* **Given passage**
The Day

Daily Bridge Club

Examine the evidence

- By FRANK STEWART Tribune Content Agency

You’ve been called to serve on a grand jury (lucky you), investigat­ing the result in today’s deal from a team match.

At one table, North-South bid as shown to four hearts. South ruffed West’s second high diamond, led a trump to the queen, took the ace of clubs, ruffed a diamond and drew trumps. That left him with none, so when West took the king of clubs, he ran the diamonds. Down two.

At the other table, the auction began the same way, but North bid four spades at his last turn. East led a diamond, and when West shifted to a trump, the result was down two again.

Do you hand down any indictment­s?

NO SPADES

The second North might well have passed four hearts. Would it have mattered? Maybe, because that contract was cold.

* **Stated exercise 1**
Answer these questions from the bridge column, one per line:
(a) What contract did North-South reach at the first table?
(b) What did North bid at his last turn at the other table?
(c) After East's diamond lead at the other table, what did West shift to?
* **Stated exercise 2**
Carry the bridge column forward, starting after its final sentence.

* **Extracted material**
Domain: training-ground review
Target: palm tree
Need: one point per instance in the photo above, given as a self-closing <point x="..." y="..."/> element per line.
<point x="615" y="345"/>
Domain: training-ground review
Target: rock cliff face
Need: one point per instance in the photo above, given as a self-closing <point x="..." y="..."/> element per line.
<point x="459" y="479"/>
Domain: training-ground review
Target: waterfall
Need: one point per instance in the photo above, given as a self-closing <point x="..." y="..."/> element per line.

* **Written answer 1**
(a) Four hearts.
(b) Four spades.
(c) A trump.

* **Written answer 2**
After South ruffs the second diamond, he should take the ace of clubs and overtake the queen of hearts to cash the ace, king and jack. South then forces out the king of clubs. He retains trump control and loses one trump, one club and one diamond.

DAILY QUESTION

opens one club, you respond one diamond, he bids one spade and you try two hearts. Partner then bids three clubs. What do you say?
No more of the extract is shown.